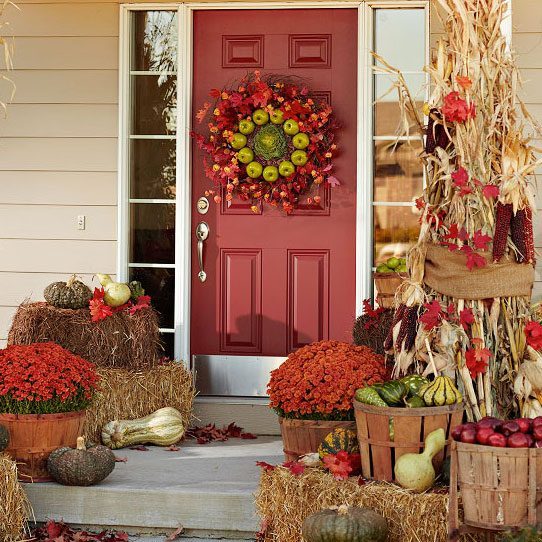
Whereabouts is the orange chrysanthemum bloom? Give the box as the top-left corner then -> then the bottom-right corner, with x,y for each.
268,340 -> 390,421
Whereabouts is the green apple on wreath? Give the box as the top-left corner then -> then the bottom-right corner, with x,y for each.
192,71 -> 339,214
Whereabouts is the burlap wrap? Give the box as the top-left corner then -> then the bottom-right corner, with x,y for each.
423,244 -> 535,300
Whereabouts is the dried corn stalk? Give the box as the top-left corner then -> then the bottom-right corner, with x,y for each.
0,0 -> 17,116
378,0 -> 540,420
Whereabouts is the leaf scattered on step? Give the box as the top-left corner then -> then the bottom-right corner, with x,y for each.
129,445 -> 149,451
187,421 -> 258,444
165,524 -> 184,541
32,520 -> 129,542
165,445 -> 181,452
114,455 -> 128,463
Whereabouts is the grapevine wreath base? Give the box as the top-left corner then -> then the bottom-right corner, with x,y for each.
256,467 -> 482,542
192,72 -> 339,214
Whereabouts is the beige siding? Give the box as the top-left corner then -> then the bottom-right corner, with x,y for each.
0,1 -> 118,341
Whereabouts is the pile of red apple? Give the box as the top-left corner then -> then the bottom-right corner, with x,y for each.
452,417 -> 542,448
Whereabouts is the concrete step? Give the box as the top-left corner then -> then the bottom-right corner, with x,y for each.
24,437 -> 283,539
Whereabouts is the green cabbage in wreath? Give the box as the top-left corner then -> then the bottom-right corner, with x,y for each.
253,123 -> 287,161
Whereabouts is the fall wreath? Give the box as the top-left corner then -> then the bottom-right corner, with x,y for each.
192,71 -> 339,214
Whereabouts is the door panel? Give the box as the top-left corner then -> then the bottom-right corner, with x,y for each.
191,9 -> 358,392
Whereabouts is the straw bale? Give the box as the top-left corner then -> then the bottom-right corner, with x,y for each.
84,364 -> 196,442
256,467 -> 483,542
7,302 -> 162,369
0,454 -> 30,542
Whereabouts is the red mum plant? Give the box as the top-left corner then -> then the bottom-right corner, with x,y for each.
0,342 -> 99,414
268,340 -> 390,420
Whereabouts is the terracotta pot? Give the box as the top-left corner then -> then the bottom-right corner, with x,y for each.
278,417 -> 356,461
0,410 -> 86,482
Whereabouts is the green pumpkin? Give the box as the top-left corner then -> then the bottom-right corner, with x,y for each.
302,505 -> 388,542
0,424 -> 9,452
318,428 -> 359,459
376,380 -> 407,406
404,395 -> 426,408
401,375 -> 429,396
47,437 -> 115,486
355,387 -> 387,407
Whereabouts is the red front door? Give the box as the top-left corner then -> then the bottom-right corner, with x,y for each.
191,9 -> 358,395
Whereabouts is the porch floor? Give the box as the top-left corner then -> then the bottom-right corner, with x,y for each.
23,437 -> 284,539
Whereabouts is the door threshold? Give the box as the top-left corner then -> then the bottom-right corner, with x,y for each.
195,396 -> 270,406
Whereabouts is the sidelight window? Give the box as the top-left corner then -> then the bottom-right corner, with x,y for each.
121,9 -> 179,358
370,6 -> 428,267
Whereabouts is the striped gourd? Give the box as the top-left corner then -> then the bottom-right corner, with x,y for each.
318,428 -> 360,459
420,376 -> 462,407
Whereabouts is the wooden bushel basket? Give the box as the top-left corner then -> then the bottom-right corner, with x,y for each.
353,399 -> 464,481
279,417 -> 356,462
448,441 -> 542,539
373,272 -> 408,308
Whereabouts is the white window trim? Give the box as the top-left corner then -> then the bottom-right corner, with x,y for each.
118,0 -> 430,365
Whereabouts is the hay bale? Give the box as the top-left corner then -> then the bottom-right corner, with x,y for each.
0,454 -> 30,542
256,468 -> 482,542
84,364 -> 196,442
7,302 -> 162,369
352,309 -> 394,355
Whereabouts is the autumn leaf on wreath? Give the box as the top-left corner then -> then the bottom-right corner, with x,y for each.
283,460 -> 305,476
482,184 -> 500,199
209,88 -> 221,98
420,300 -> 445,331
473,230 -> 492,251
196,102 -> 210,123
459,308 -> 475,330
327,176 -> 341,188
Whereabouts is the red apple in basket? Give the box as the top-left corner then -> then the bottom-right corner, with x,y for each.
535,441 -> 542,448
460,428 -> 477,444
508,432 -> 531,448
500,421 -> 520,437
476,428 -> 495,445
532,425 -> 542,441
516,418 -> 532,434
487,433 -> 507,447
477,417 -> 502,431
533,416 -> 542,428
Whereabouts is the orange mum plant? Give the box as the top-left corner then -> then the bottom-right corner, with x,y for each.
268,340 -> 390,421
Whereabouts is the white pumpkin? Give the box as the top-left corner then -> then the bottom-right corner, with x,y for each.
96,273 -> 131,307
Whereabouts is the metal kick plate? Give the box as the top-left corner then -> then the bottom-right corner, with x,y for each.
192,355 -> 285,397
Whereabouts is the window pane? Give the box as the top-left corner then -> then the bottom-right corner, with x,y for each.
132,11 -> 178,72
374,9 -> 425,72
130,203 -> 175,264
374,205 -> 421,265
130,139 -> 176,199
130,267 -> 175,329
131,75 -> 177,135
159,333 -> 175,360
374,140 -> 423,203
374,73 -> 426,136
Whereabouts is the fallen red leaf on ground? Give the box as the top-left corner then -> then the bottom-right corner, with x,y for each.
32,520 -> 128,542
187,422 -> 258,444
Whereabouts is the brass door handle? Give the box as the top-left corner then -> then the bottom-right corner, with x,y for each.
195,222 -> 209,282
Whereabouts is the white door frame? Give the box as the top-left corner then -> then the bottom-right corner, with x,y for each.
118,0 -> 430,365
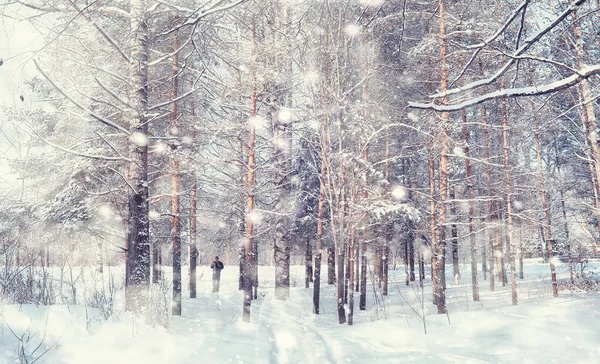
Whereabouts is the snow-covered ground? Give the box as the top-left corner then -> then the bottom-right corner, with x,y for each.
1,260 -> 599,363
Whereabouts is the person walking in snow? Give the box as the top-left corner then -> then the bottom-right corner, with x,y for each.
210,256 -> 224,293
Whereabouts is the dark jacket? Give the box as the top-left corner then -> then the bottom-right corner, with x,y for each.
210,261 -> 224,279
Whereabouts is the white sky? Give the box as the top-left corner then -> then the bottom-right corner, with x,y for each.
0,11 -> 45,107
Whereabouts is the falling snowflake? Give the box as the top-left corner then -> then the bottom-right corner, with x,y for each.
248,210 -> 263,224
97,204 -> 113,218
453,146 -> 465,158
151,141 -> 168,155
407,112 -> 419,122
249,115 -> 268,128
358,0 -> 384,5
130,132 -> 149,147
279,108 -> 292,123
392,185 -> 407,200
345,24 -> 361,37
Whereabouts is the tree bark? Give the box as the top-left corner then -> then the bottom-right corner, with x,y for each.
428,137 -> 438,303
480,94 -> 490,283
501,83 -> 518,306
463,108 -> 479,301
337,244 -> 346,324
125,0 -> 151,314
313,103 -> 328,313
573,11 -> 600,207
189,180 -> 198,298
348,184 -> 356,325
533,102 -> 558,297
270,95 -> 292,301
170,18 -> 182,316
328,245 -> 336,285
242,23 -> 258,323
556,146 -> 573,284
450,186 -> 459,280
435,0 -> 449,314
305,238 -> 312,288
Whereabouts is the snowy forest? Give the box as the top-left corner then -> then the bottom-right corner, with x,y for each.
1,0 -> 600,362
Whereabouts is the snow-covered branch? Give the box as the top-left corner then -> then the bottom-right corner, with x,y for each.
147,73 -> 203,111
34,60 -> 130,134
433,0 -> 587,99
18,124 -> 130,162
409,64 -> 600,112
157,0 -> 247,36
67,0 -> 131,63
* * * * * * * * *
Can you restate all the records above word for word while dropping the pictures?

Whereabouts is the orange chrysanthemum bloom? Give the box as the top-left corner then -> then the bottom-right corner, with x,y for each.
268,340 -> 390,421
Whereabouts is the green apple on wreath? Give the box as the top-left corner then -> then the bottom-right corner, with x,y for each.
192,71 -> 339,214
Whereabouts is the burlap wrap? Give the box as the top-left corner then -> then the bottom-right corner, with x,y for each.
423,244 -> 535,300
Whereabouts is the dried corn stalk? Give the box as the top-left corner then -> then the bottom-right corner, with x,y for each.
0,0 -> 17,116
378,0 -> 540,420
Whereabouts is the leaf scattered on step? Give the box as the top-left corner then -> then the bottom-right corner, with x,y for each.
129,445 -> 149,451
187,421 -> 258,444
165,524 -> 184,541
32,520 -> 129,542
165,445 -> 181,452
114,455 -> 128,463
Whereabouts is the grapevine wreath base? Give the box as the top-left corner then -> then the bottom-right corner, with x,y for each.
256,467 -> 482,542
192,72 -> 339,214
Whereabouts is the beige siding? Give the box as the top-left corner then -> then the bottom-right corner, with x,y for each.
0,1 -> 118,341
Whereabouts is the pile of red apple? Give the box as the top-left corner then -> then the bottom-right corner, with x,y for each.
452,417 -> 542,448
Whereabouts is the concrete step? Give the box as the top-left corner then -> then the bottom-right corner, with x,y for each.
24,437 -> 283,539
Whereabouts is the green cabbage in wreath? Give the box as the top-left corner then -> then the bottom-right corner, with x,y for each.
253,123 -> 287,161
Whereabouts is the fall wreath? Give the box as the top-left corner then -> then the bottom-right corner, with x,y for each.
192,71 -> 339,214
Whereabouts is the door panel? Give the box as the top-left corner then -> then the bottom-right corner, with x,y for each.
191,9 -> 358,392
Whereabouts is the straw bale? Give the box as the top-left corner then -> then the bottom-right corner, with x,y for each.
84,364 -> 196,442
256,467 -> 483,542
7,302 -> 162,369
0,454 -> 30,542
Whereabouts is the red mum plant? Give the box as the top-left corner then -> then the bottom-right corner, with x,y for each.
0,342 -> 99,414
268,340 -> 390,420
Whereabouts is the terracotta pot? Give the box as the top-left corner then -> then the bottom-right corner, with x,y for each.
278,417 -> 356,461
0,410 -> 86,482
Whereabouts is the green pumpkin? Give the box as the top-left corner then -> then the bottom-right corner, with x,y for each.
302,505 -> 388,542
0,424 -> 9,452
318,428 -> 359,459
376,380 -> 407,406
404,395 -> 426,408
401,375 -> 429,396
47,437 -> 115,486
355,387 -> 387,407
Whereabouts is the red front door? Give the box as the top-left corner then -> then the bottom-right corner, with x,y for each.
191,9 -> 358,395
Whereabouts is the porch floor? Give the box as the top-left corner then -> then the bottom-right corner, with x,y for each.
23,437 -> 284,539
Whereabouts is the door threshold? Give the box as the top-left corner then -> then the bottom-right corner, with x,y for each.
195,396 -> 270,406
Whereabouts is the sidelight window? Give the box as the top-left corner then -> then the bottom-right corner, with x,y for each.
121,9 -> 179,358
370,6 -> 428,267
Whereabouts is the striped gourd? Give the box as the top-left corner then -> then the bottom-right corner, with x,y for each.
318,428 -> 360,459
420,376 -> 462,407
Whereabouts is the wooden bushel basket? Give the box as the top-left corner then -> then the bottom-right corner, with x,y for each.
353,399 -> 464,481
279,417 -> 356,462
448,441 -> 542,539
373,272 -> 408,308
Whereabouts is the white window trim? Give the box as the top-left corner then -> then the bottom-right corner, with x,y for each.
118,0 -> 430,365
Whereabouts is the hay bale? Give the box as the top-left corner then -> then the bottom-right corner, with x,y for each.
0,454 -> 30,542
256,468 -> 482,542
84,364 -> 196,442
7,302 -> 162,369
352,309 -> 394,355
Whereabouts is the autumn leaf on wreath? Give the box as the top-left corner then -> then the bottom-right corner, with x,y for each.
283,460 -> 305,476
482,184 -> 500,199
209,88 -> 221,98
420,300 -> 445,331
473,230 -> 492,251
196,102 -> 210,123
459,308 -> 475,330
327,176 -> 341,188
Whereabouts is the red apple in basket? Give the box as the top-left corner then -> then the bottom-right corner, with x,y for each.
535,441 -> 542,448
460,428 -> 477,444
508,432 -> 531,448
500,421 -> 520,437
476,428 -> 495,445
532,425 -> 542,441
516,418 -> 532,434
487,433 -> 507,447
477,417 -> 502,431
533,416 -> 542,428
Whereabouts is the orange mum plant? Give the box as the top-left corner then -> then the bottom-right corner, with x,y for each.
268,340 -> 390,421
Whereabouts is the white pumpkin? Give the box as the top-left corner then -> then the bottom-right corner, with x,y for each.
96,273 -> 131,307
Whereabouts is the metal kick plate? Give the box as the top-left corner then -> then the bottom-right corner, with x,y for each.
192,355 -> 285,397
Whereabouts is the window pane? Give the box as the top-left corner then -> then the bottom-right corner, with x,y for each.
132,11 -> 178,72
374,9 -> 425,72
130,203 -> 175,264
374,205 -> 421,265
130,139 -> 176,199
130,267 -> 175,329
131,75 -> 177,135
159,333 -> 175,360
374,140 -> 423,203
374,73 -> 426,136
Whereabouts is the fallen red leaf on ground? Give the box as the top-left corner then -> then the bottom-right corner, with x,y for each.
32,520 -> 128,542
187,422 -> 258,444
Whereabouts is the brass door handle? Give the box as the top-left corner then -> then the bottom-right corner, with x,y for each.
195,222 -> 209,282
Whereabouts is the white door frame? Give the box as the top-left corner then -> then the bottom-right corner, with x,y for each.
118,0 -> 430,365
Whereabouts is the snow-covered ground? Give the box as the top-left corner then -> then the bottom-right corner, with x,y for each.
1,260 -> 599,363
Whereabouts is the person walking in snow? Give the box as the top-left corner then -> then the bottom-right corner, with x,y for each.
210,256 -> 224,293
Whereabouts is the dark jacket? Give the box as the top-left corner then -> then the bottom-right corner, with x,y for each.
210,261 -> 224,279
Whereabouts is the white sky? Give the box as the top-left corner then -> then the bottom-right corner, with x,y for each.
0,11 -> 45,107
Whereabouts is the falling snowflake? Give the box as the top-left corner then -> then the bottom-right corner, with x,y for each.
248,210 -> 263,224
97,204 -> 113,218
453,146 -> 465,158
151,141 -> 168,155
407,112 -> 419,122
249,115 -> 268,128
358,0 -> 384,5
130,132 -> 149,147
279,108 -> 292,123
392,185 -> 407,200
345,24 -> 361,37
Whereabouts is the tree bark? Give the box as the top-left corner then -> then the bottom-right corner, with x,y for each.
428,137 -> 438,303
480,94 -> 490,283
501,83 -> 518,306
463,108 -> 479,301
337,244 -> 346,324
125,0 -> 151,314
313,103 -> 328,313
573,11 -> 600,207
189,180 -> 198,298
348,184 -> 356,325
533,102 -> 558,297
270,95 -> 292,301
170,18 -> 182,316
328,245 -> 336,285
242,23 -> 258,323
556,146 -> 573,284
450,186 -> 459,280
435,0 -> 449,314
305,238 -> 312,288
Whereabouts is the snowy forest? Give the box as the top-left corner then -> then the bottom-right corner, with x,y for each.
1,0 -> 600,362
Whereabouts is the snow-covered branch? Give the box as the top-left corner then -> then the bottom-right corner, with x,y for each.
147,73 -> 203,111
34,60 -> 130,134
433,0 -> 587,99
18,124 -> 130,162
409,64 -> 600,112
157,0 -> 247,36
67,0 -> 131,63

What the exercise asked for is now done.